▶ PAGE
*****

So my main question actually is:

What CLR language supports syntax that would allow me to conveniently build Expression trees embedding parts that are constructed by other functions?

Other possibility is some library that would help me build expression trees in this way using some sorts of run-time compiled templates but I'm guessing this way I'd loose code completion for my expression code.

---

It seems that F# has ability to 'quote' and 'unquote' (splice) the code:

https://docs.microsoft.com/en-us/dotnet/articles/fsharp/language-reference/code-quotations

Answer 1

For both of your examples this can actually be done with two expression visitors (code is commented):

static class Extensions {
    public static TResult FakeInvoke<TResult>(this Delegate instance, params object[] parameters)

*****

▶ PROVIDED DATA

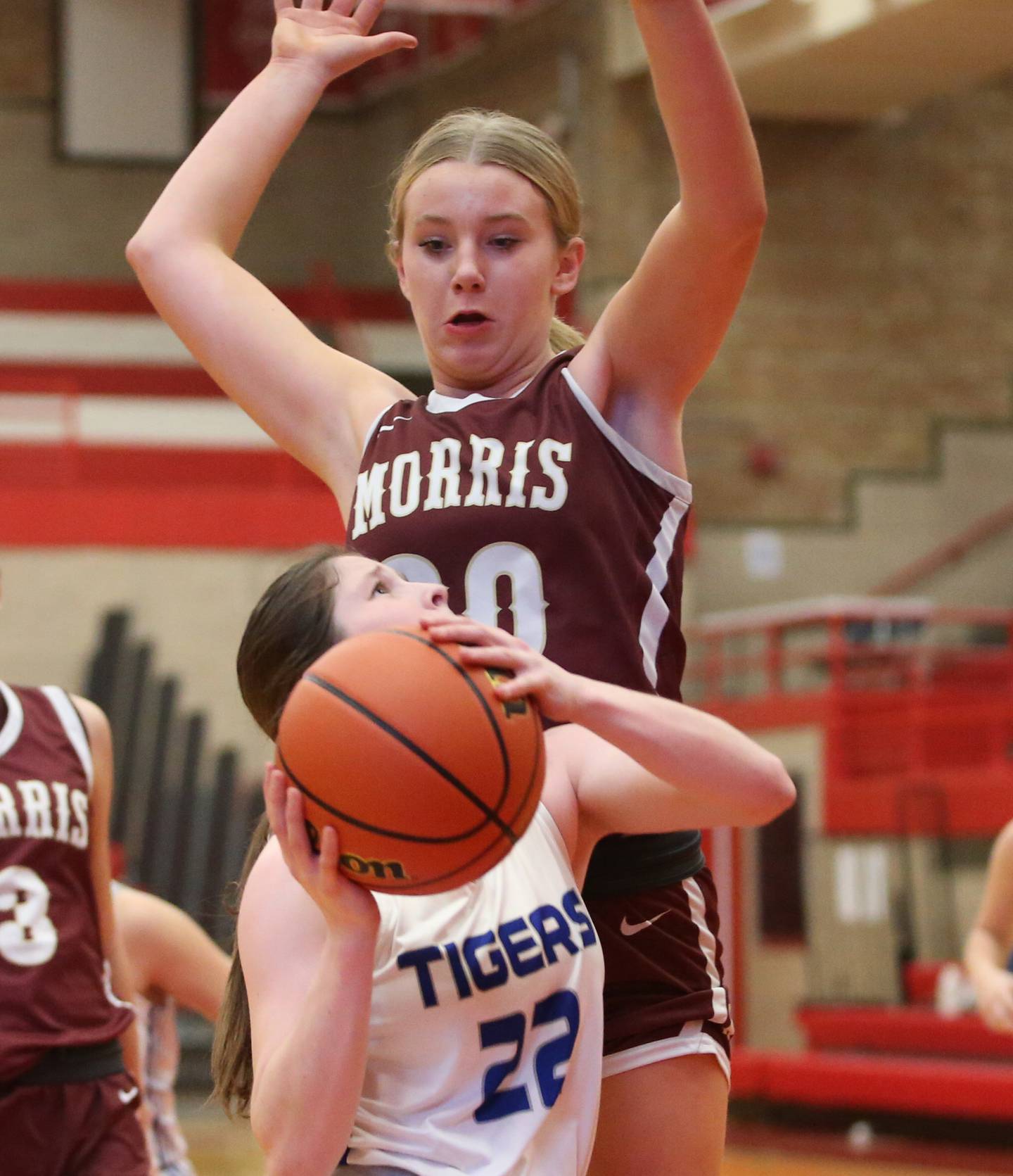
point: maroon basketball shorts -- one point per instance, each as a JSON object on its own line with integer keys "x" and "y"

*****

▶ WHAT TO WORK ON
A. In the expression-trees thread, what does Answer 1 say it uses to handle both examples?
B. Pick up the expression-trees thread after its last line and carry it on.

▶ RESPONSES FOR EACH TASK
A. Two expression visitors.

B.
    {
        // this is not intended to be called directly
        throw new NotImplementedException();
    }

    public static TExpression Unwrap<TExpression>(this TExpression exp) where TExpression : Expression {
        return (TExpression) new FakeInvokeVisitor().Visit(exp);
    }

    class FakeInvokeVisitor : ExpressionVisitor {
        protected override Expression VisitMethodCall(MethodCallExpression node) {
            // replace FakeInvoke call
            if (node.Method.Name == "FakeInvoke") {
                // first obtain reference to method being called (so, for c.FakeInvoke(...) that will be "c")
                var func = (Delegate)Expression.Lambda(node.Arguments[0]).Compile().DynamicInvoke();
                // explore method argument names and types
                var argumentNames = new List<string>();
                var dummyArguments = new List<object>();
                foreach (var arg in func.Method.GetParameters()) {
                    argumentNames.Add(arg.Name);
                    // create default value for each argument
                    dummyArguments.Add(arg.ParameterType.IsValueType ? Activator.CreateInstance(arg.ParameterType) : null);
                }
                // now, invoke function with default arguments to obtain expression (for example, this one () => a*(a + 3)).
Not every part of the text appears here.